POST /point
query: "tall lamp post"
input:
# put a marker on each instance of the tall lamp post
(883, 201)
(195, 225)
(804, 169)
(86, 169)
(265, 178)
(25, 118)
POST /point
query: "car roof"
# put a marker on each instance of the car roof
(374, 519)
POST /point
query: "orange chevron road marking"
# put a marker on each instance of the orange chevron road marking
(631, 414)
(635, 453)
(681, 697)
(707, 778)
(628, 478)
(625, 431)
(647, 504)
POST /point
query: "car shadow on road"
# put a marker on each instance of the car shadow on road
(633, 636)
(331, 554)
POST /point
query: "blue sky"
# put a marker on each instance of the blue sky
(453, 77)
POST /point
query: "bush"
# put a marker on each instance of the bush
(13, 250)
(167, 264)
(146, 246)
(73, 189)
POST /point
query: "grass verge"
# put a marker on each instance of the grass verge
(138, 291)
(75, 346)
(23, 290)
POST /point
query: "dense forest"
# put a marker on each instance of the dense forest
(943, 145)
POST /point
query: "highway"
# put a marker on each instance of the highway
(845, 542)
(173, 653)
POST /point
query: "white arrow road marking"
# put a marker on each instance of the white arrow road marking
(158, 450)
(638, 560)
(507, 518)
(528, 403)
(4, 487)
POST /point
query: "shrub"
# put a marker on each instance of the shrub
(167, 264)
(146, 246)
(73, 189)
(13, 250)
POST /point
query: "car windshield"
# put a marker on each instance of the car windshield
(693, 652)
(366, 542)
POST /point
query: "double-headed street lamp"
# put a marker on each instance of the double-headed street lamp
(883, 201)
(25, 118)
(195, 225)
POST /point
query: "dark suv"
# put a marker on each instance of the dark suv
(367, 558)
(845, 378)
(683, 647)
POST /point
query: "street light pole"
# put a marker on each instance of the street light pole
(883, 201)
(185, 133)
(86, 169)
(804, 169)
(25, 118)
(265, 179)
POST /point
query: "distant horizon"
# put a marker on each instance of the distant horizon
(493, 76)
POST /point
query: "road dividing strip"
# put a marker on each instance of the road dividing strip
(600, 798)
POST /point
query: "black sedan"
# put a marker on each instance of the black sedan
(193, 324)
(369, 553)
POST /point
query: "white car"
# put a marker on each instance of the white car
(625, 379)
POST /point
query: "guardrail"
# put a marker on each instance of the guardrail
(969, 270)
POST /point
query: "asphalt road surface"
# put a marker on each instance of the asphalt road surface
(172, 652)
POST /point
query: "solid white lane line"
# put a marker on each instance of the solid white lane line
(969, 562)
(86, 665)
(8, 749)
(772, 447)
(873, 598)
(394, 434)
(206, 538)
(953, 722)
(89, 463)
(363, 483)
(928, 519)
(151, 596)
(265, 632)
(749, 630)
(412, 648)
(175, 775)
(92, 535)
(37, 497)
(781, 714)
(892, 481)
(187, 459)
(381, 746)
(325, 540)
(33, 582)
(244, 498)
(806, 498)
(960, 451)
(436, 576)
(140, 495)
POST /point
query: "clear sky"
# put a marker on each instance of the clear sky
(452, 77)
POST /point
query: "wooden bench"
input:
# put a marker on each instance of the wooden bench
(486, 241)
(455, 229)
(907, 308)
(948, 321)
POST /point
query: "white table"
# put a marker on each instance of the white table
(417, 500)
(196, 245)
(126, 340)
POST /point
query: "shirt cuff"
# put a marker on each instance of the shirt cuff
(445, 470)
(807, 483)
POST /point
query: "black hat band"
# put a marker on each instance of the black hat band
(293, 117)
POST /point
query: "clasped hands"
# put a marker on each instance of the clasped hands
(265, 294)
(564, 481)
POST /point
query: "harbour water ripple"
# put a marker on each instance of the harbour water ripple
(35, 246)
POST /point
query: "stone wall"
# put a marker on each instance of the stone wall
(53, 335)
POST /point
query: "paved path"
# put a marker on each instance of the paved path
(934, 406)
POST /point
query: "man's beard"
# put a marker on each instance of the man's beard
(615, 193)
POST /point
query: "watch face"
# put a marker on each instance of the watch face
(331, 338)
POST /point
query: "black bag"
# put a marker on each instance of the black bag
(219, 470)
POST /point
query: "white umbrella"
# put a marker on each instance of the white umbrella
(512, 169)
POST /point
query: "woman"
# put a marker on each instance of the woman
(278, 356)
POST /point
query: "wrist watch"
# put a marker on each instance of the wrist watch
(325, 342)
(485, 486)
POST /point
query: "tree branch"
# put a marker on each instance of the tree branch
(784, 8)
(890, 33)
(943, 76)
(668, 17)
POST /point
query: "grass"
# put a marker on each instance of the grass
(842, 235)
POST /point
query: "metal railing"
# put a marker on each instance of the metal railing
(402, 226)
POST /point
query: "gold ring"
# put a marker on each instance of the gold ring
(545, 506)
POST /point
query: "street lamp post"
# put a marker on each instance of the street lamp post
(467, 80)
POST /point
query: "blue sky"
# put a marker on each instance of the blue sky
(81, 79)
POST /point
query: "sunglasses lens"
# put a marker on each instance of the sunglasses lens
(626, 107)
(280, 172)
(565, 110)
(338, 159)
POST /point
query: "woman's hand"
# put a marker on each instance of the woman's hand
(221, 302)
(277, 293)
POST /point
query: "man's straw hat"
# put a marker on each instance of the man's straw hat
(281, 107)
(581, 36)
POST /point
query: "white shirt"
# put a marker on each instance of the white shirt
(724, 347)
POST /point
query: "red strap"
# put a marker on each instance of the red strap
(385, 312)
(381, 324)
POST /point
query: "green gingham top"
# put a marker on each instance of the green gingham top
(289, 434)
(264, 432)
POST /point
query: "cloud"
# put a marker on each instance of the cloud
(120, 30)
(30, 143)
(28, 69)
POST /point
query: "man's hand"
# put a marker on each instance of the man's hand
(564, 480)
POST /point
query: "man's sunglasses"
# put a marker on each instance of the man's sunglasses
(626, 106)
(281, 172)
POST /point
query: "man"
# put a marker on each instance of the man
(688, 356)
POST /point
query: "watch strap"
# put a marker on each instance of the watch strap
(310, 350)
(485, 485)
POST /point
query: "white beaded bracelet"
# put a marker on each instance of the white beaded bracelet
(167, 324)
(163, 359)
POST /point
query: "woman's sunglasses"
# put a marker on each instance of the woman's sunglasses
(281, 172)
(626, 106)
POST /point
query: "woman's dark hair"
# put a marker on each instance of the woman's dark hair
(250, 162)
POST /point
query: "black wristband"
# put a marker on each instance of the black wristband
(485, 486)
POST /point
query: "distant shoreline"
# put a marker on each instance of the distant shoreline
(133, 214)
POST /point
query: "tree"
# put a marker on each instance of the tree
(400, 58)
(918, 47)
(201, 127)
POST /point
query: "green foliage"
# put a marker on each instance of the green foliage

[WORK TO BE COMPLETED]
The entries above should be repeated exactly, every one of them.

[COMPLETED TASK]
POST /point
query: "tall lamp post"
input:
# put a marker on each instance of the tall lamp post
(883, 201)
(195, 225)
(804, 169)
(86, 169)
(265, 178)
(25, 118)
POST /point
query: "car roof"
# put a marker on each instance of the car roof
(374, 519)
POST /point
query: "orange chevron road marking"
# put a marker on each instance of the orange chevron road marking
(631, 414)
(635, 453)
(681, 697)
(707, 778)
(628, 478)
(625, 431)
(647, 504)
POST /point
query: "car shadow on road"
# put a marker on each instance of the car shadow on road
(633, 636)
(331, 554)
POST /point
query: "blue sky"
# put a marker on each instance of the blue sky
(453, 77)
POST /point
query: "bush"
# put a marker on each instance of the bush
(13, 250)
(167, 264)
(146, 246)
(73, 189)
POST /point
query: "grass verge"
# put a marker on each instance of the grass verge
(138, 291)
(75, 346)
(23, 290)
POST /point
query: "dense forest"
# put a marker on each instance of the dense forest
(943, 145)
POST /point
query: "highway"
# put a marker on each instance of the highway
(845, 542)
(173, 653)
POST /point
query: "white arrow road marking"
# put a marker on each instance of the white arrow road marking
(158, 450)
(638, 560)
(507, 518)
(528, 403)
(4, 487)
POST /point
query: "shrub"
# put a marker on each instance of the shrub
(167, 264)
(146, 246)
(73, 189)
(13, 250)
POST /point
query: "car windshield"
# put a marker on each instance of the car windshield
(693, 652)
(366, 542)
POST /point
query: "double-headed street lamp"
# put a marker on each instance of the double-headed street lamp
(883, 201)
(25, 118)
(195, 225)
POST /point
query: "dark suv"
# put a marker on each instance of the dark suv
(367, 558)
(845, 378)
(683, 647)
POST /point
query: "street light pole"
# put a marker on each instance of the street light pole
(883, 201)
(185, 133)
(86, 169)
(804, 169)
(25, 118)
(265, 179)
POST /point
query: "distant horizon"
# put a marker on each instance of the distant horizon
(493, 76)
POST /point
query: "road dividing strip"
# put a marker on each instance of the road dividing strip
(600, 798)
POST /point
query: "black sedan"
# put a marker on each instance of the black sedan
(193, 324)
(369, 553)
POST /point
query: "white car"
# put a marker on each instance of the white car
(625, 379)
POST /point
query: "guardrail"
# put a marker on each instance of the guardrail
(969, 270)
POST /point
query: "asphalt road surface"
# put a marker on each instance of the asphalt road surface
(172, 652)
POST /point
query: "solid white lane line"
# put a marker on each instance of the solid white lane line
(969, 562)
(86, 665)
(8, 749)
(772, 447)
(873, 598)
(394, 434)
(206, 538)
(953, 722)
(89, 463)
(363, 483)
(928, 519)
(151, 596)
(265, 632)
(749, 630)
(412, 648)
(175, 775)
(92, 535)
(37, 497)
(781, 714)
(892, 481)
(187, 459)
(381, 746)
(325, 540)
(33, 582)
(244, 498)
(806, 498)
(960, 451)
(436, 576)
(140, 495)
POST /point
query: "clear sky"
# put a marker on each instance of the clear sky
(452, 77)
POST /point
query: "wooden bench"
input:
# put a marker on each instance of the wooden bench
(486, 241)
(455, 229)
(907, 308)
(948, 321)
POST /point
query: "white table"
# put a marker on each instance of the white table
(417, 500)
(196, 245)
(126, 340)
POST /point
query: "shirt cuff"
# put a marker on each instance of the shirt cuff
(445, 470)
(807, 483)
POST /point
query: "black hat band"
# put a marker on each instance of the black hat band
(293, 117)
POST /point
query: "clasped hands"
# put a marker on each instance of the clasped hands
(265, 294)
(564, 481)
POST /point
query: "harbour water ripple"
# put a marker on each instance of the harbour water ripple
(35, 246)
POST /point
query: "stone wall"
# put a marker on each instance of the stone wall
(53, 335)
POST /point
query: "paved path"
# put a marker on each instance of the paved path
(934, 406)
POST /point
query: "man's beard"
# put a marker on each instance of the man's beard
(615, 193)
POST /point
query: "watch face"
# put a marker on each instance of the watch face
(331, 338)
POST /point
query: "black bag"
# put a marker on each instance of the black bag
(219, 470)
POST /point
query: "white umbrella"
# put a marker on each instance of the white umbrella
(512, 169)
POST /point
query: "woman"
# put a marker on each instance of the woman
(278, 356)
POST /point
query: "wrist watch"
# put a marker on each instance of the wrist watch
(325, 342)
(485, 486)
POST /point
query: "tree branch"
# put a marker on each instance of the tree branch
(784, 8)
(890, 33)
(943, 76)
(668, 17)
POST /point
query: "grass"
# put a marker on each instance of the grass
(842, 235)
POST /point
query: "metal railing"
# put a marker on each instance of the metal railing
(402, 226)
POST /point
query: "gold ring"
# put a marker on each instance of the gold ring
(545, 506)
POST /point
query: "street lamp post"
# put a marker on each instance of the street lamp post
(467, 80)
POST /point
query: "blue sky"
# put a marker on each instance of the blue sky
(81, 79)
POST /point
query: "sunglasses lens"
# put a marker on each instance of the sunglasses lens
(626, 107)
(280, 172)
(565, 110)
(338, 159)
POST /point
query: "woman's hand"
# put a marker on each instance of the woman's hand
(221, 302)
(277, 293)
POST /point
query: "man's straw hat"
# put a marker on each instance of the man's straw hat
(281, 107)
(581, 36)
POST /point
query: "white shirt"
# put a marker on each instance of the white shirt
(724, 347)
POST /point
query: "red strap"
# put a marker on each instance of the red strap
(385, 312)
(381, 324)
POST /point
query: "green gingham top"
# put a marker on each instance of the green gingham top
(289, 434)
(264, 432)
POST /point
query: "cloud"
# put a marker on each instance of the cloud
(120, 30)
(30, 143)
(28, 69)
POST /point
query: "man's hand"
# put a marker on each instance of the man's hand
(564, 480)
POST /point
query: "man's sunglasses"
# put a marker on each instance of the man's sunglasses
(626, 106)
(281, 172)
POST /point
query: "man"
# put a marker on each instance of the man
(688, 356)
POST /point
query: "watch strap"
# put a marker on each instance of the watch strap
(310, 350)
(485, 485)
POST /point
query: "white beaded bracelet"
# put a marker on each instance of the white beaded bracelet
(167, 324)
(163, 359)
POST /point
query: "woman's sunglasses"
# put a marker on each instance of the woman's sunglasses
(281, 172)
(626, 106)
POST /point
query: "woman's dark hair"
# put a marker on each instance of the woman's dark hair
(250, 162)
POST /point
query: "black wristband"
# put a marker on each instance of the black wristband
(485, 486)
POST /point
query: "distant shoreline"
# put a marker on each instance of the distant shoreline
(133, 214)
POST /point
query: "tree"
# put a marker on each instance of the tree
(400, 58)
(918, 47)
(201, 127)
POST /point
query: "green foliage"
# put a marker on each instance of the green foliage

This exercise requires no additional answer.